Tulis ulang semua baris dalam seluruh catatan berikut sebagai daftar bernomor, dan lewati baris yang kosong.

[Catatan anotasi posisi]

====================

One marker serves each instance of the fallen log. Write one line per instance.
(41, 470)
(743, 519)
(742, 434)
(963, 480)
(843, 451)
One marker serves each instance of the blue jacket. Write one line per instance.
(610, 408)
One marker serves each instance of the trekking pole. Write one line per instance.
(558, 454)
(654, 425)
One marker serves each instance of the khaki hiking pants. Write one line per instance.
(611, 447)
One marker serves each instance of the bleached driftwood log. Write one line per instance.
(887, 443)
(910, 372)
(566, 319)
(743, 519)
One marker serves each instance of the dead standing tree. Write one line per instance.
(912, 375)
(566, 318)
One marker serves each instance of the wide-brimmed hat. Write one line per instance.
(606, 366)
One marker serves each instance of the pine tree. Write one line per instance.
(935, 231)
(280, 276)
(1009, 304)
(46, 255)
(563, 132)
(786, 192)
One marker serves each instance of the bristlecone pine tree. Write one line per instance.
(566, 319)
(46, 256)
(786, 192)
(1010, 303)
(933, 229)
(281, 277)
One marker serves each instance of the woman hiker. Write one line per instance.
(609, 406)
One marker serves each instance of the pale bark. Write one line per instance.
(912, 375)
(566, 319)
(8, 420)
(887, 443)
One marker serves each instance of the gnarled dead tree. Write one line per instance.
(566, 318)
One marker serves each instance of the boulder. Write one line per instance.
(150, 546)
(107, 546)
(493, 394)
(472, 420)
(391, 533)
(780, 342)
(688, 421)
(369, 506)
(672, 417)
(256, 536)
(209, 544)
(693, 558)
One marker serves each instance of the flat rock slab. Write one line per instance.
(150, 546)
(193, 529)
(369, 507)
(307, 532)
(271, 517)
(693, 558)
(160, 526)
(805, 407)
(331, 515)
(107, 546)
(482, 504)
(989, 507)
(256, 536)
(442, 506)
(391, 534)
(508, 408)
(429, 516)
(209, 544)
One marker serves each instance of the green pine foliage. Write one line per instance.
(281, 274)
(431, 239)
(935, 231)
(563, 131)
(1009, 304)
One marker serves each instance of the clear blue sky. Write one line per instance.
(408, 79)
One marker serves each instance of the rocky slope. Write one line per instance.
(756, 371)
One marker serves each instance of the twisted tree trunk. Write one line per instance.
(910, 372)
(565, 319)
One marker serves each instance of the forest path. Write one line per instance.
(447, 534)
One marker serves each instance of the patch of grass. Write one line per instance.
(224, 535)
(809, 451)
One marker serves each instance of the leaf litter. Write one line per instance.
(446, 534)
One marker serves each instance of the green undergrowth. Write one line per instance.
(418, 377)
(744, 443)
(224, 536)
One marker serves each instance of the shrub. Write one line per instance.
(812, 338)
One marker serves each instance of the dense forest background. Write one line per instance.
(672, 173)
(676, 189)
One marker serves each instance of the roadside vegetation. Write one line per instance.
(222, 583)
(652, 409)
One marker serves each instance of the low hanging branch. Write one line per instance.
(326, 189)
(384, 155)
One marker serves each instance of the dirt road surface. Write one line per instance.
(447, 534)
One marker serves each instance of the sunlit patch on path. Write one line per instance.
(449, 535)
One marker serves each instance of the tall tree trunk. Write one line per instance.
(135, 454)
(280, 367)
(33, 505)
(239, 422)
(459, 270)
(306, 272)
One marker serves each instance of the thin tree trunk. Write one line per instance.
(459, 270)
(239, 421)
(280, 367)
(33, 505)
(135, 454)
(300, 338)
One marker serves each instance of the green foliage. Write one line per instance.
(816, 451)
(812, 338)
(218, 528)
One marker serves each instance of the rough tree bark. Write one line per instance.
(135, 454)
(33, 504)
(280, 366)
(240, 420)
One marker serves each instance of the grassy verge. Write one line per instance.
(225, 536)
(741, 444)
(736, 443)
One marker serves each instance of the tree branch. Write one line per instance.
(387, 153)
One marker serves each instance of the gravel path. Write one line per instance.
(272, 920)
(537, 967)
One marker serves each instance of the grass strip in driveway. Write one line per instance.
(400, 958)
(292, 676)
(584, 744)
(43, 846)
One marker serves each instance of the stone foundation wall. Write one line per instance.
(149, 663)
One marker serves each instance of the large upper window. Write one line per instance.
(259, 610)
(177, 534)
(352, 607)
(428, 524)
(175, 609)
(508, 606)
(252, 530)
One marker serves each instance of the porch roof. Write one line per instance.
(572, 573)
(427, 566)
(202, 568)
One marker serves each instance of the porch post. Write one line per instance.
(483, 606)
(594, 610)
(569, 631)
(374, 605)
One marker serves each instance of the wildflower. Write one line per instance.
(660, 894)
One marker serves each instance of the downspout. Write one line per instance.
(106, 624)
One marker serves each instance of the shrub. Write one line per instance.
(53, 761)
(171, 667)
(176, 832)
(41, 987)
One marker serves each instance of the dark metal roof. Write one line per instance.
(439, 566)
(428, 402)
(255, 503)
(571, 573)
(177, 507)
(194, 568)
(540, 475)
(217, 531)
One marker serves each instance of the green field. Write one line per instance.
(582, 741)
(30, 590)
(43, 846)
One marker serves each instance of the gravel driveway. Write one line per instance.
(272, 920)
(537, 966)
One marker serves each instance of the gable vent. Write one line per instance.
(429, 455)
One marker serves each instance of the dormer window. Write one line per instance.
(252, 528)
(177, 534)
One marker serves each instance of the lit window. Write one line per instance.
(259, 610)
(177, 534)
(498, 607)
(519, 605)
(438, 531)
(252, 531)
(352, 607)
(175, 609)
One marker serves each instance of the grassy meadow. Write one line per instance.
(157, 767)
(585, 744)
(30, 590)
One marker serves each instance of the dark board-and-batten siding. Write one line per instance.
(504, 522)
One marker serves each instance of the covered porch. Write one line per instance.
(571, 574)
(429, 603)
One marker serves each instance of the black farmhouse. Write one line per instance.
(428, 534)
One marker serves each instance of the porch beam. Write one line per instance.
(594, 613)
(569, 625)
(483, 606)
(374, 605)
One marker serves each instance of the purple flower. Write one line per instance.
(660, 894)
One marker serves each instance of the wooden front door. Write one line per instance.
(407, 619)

====================

### JAWABAN:
1. One marker serves each instance of the fallen log. Write one line per instance.
2. (41, 470)
3. (743, 519)
4. (742, 434)
5. (963, 480)
6. (843, 451)
7. One marker serves each instance of the blue jacket. Write one line per instance.
8. (610, 408)
9. One marker serves each instance of the trekking pole. Write one line per instance.
10. (558, 454)
11. (654, 425)
12. One marker serves each instance of the khaki hiking pants. Write one line per instance.
13. (611, 447)
14. One marker serves each instance of the bleached driftwood log. Write one line per instance.
15. (887, 443)
16. (910, 372)
17. (566, 319)
18. (743, 519)
19. One marker serves each instance of the dead standing tree. Write one line per instance.
20. (912, 375)
21. (566, 318)
22. One marker serves each instance of the wide-brimmed hat. Write one line per instance.
23. (606, 366)
24. One marker serves each instance of the pine tree. Write one line per instance.
25. (935, 231)
26. (280, 276)
27. (1009, 304)
28. (46, 255)
29. (563, 132)
30. (786, 192)
31. One marker serves each instance of the bristlecone pine tree. Write one line per instance.
32. (566, 319)
33. (46, 256)
34. (786, 192)
35. (1010, 303)
36. (933, 229)
37. (281, 277)
38. One marker serves each instance of the woman hiker. Write one line per instance.
39. (609, 406)
40. One marker serves each instance of the pale bark. Write one line per instance.
41. (912, 375)
42. (566, 319)
43. (8, 420)
44. (887, 443)
45. One marker serves each instance of the gnarled dead tree. Write one line per instance.
46. (566, 318)
47. One marker serves each instance of the boulder. Write one line per instance.
48. (150, 546)
49. (107, 546)
50. (493, 394)
51. (472, 420)
52. (391, 533)
53. (780, 342)
54. (688, 421)
55. (369, 506)
56. (672, 417)
57. (256, 536)
58. (209, 544)
59. (693, 558)
60. One marker serves each instance of the flat rock slab. Write one line per instance.
61. (150, 546)
62. (193, 529)
63. (369, 507)
64. (307, 532)
65. (271, 517)
66. (693, 558)
67. (160, 526)
68. (805, 407)
69. (331, 515)
70. (107, 546)
71. (482, 504)
72. (989, 507)
73. (256, 536)
74. (442, 506)
75. (391, 534)
76. (508, 408)
77. (429, 516)
78. (209, 544)
79. One marker serves each instance of the green pine foliage. Write one line per instance.
80. (281, 274)
81. (431, 239)
82. (935, 231)
83. (563, 131)
84. (1009, 304)
85. One marker serves each instance of the clear blue sky. Write one line per instance.
86. (408, 79)
87. One marker serves each instance of the rocky slope. Write one line per instance.
88. (756, 371)
89. One marker serves each instance of the twisted tree trunk. Write one line per instance.
90. (910, 372)
91. (565, 319)
92. One marker serves each instance of the forest path. Write one line per instance.
93. (447, 534)
94. One marker serves each instance of the patch of grass. Write one line per instance.
95. (224, 535)
96. (809, 451)
97. One marker serves each instance of the leaf litter. Write one line per instance.
98. (446, 534)
99. One marker serves each instance of the green undergrowth. Write one line per instance.
100. (418, 377)
101. (744, 443)
102. (224, 536)
103. One marker serves each instance of the shrub. Write one line per instance.
104. (812, 338)
105. One marker serves each instance of the dense forest background. Write one line per instance.
106. (672, 173)
107. (676, 189)
108. One marker serves each instance of the roadside vegetation. Write one line per instance.
109. (222, 583)
110. (652, 409)
111. One marker serves each instance of the low hanging branch. Write one line per instance.
112. (326, 189)
113. (384, 155)
114. One marker serves each instance of the dirt road surface. Write one line per instance.
115. (447, 534)
116. One marker serves each instance of the sunlit patch on path. Write one line per instance.
117. (449, 535)
118. One marker serves each instance of the tall tree trunk. Write one line per instance.
119. (135, 454)
120. (280, 367)
121. (33, 505)
122. (239, 422)
123. (459, 270)
124. (306, 272)
125. One marker serves each instance of the thin tree trunk. Write one line per instance.
126. (459, 270)
127. (239, 421)
128. (280, 367)
129. (33, 505)
130. (135, 454)
131. (300, 338)
132. One marker serves each instance of the green foliage. Write one line per instance.
133. (816, 451)
134. (812, 338)
135. (218, 528)
136. One marker serves each instance of the rough tree bark. Write one line per instance.
137. (135, 454)
138. (33, 504)
139. (280, 366)
140. (240, 420)
141. One marker serves each instance of the grassy verge. Write one line per instance.
142. (225, 536)
143. (741, 444)
144. (736, 443)
145. One marker serves each instance of the tree branch. Write one line per instance.
146. (387, 153)
147. One marker serves each instance of the gravel path. Write one line per instance.
148. (272, 920)
149. (537, 967)
150. One marker serves each instance of the grass strip in driveway. Write one line per instance.
151. (400, 958)
152. (292, 676)
153. (584, 744)
154. (43, 846)
155. One marker serves each instance of the stone foundation wall. Write one line per instance.
156. (149, 663)
157. One marker serves each instance of the large upper window. Write one line per instance.
158. (259, 610)
159. (177, 534)
160. (352, 607)
161. (428, 524)
162. (175, 609)
163. (508, 606)
164. (252, 530)
165. One marker serves each instance of the porch roof. Write one line per instance.
166. (572, 573)
167. (427, 566)
168. (202, 568)
169. One marker serves each instance of the porch post. Write one line per instance.
170. (483, 606)
171. (594, 610)
172. (569, 631)
173. (374, 605)
174. One marker serves each instance of the wildflower. Write one line per instance.
175. (660, 894)
176. One marker serves each instance of the downspout. Write one line per instance.
177. (106, 624)
178. One marker serves each instance of the shrub. Write one line per instance.
179. (53, 761)
180. (171, 667)
181. (176, 832)
182. (41, 987)
183. One marker serves each instance of the dark metal roof. Write one line per instance.
184. (439, 566)
185. (428, 402)
186. (255, 503)
187. (571, 573)
188. (177, 507)
189. (194, 568)
190. (540, 475)
191. (217, 531)
192. One marker serves each instance of the green field. Write one line per instance.
193. (582, 741)
194. (30, 590)
195. (43, 846)
196. One marker serves each instance of the gravel driveway. Write one line per instance.
197. (272, 920)
198. (537, 966)
199. One marker serves each instance of the gable vent. Write one line per instance.
200. (429, 455)
201. One marker serves each instance of the dormer window. Write one line per instance.
202. (252, 528)
203. (177, 534)
204. One marker serves each instance of the lit window. Write one line per instance.
205. (259, 610)
206. (177, 534)
207. (498, 607)
208. (519, 605)
209. (438, 531)
210. (252, 531)
211. (352, 607)
212. (175, 609)
213. One marker serves each instance of the grassy meadow. Write one line per instance.
214. (157, 767)
215. (585, 744)
216. (30, 590)
217. One marker serves each instance of the dark board-and-batten siding. Write one line per instance.
218. (504, 522)
219. One marker serves each instance of the covered porch. Write one line per instance.
220. (571, 574)
221. (429, 603)
222. One marker serves each instance of the black farmhouse. Write one line per instance.
223. (428, 534)
224. One marker serves each instance of the porch beam. Write one line per instance.
225. (594, 613)
226. (569, 625)
227. (483, 606)
228. (374, 605)
229. One marker serves each instance of the purple flower. Write one line per instance.
230. (660, 894)
231. One marker serves each instance of the wooden front door. Write one line per instance.
232. (407, 619)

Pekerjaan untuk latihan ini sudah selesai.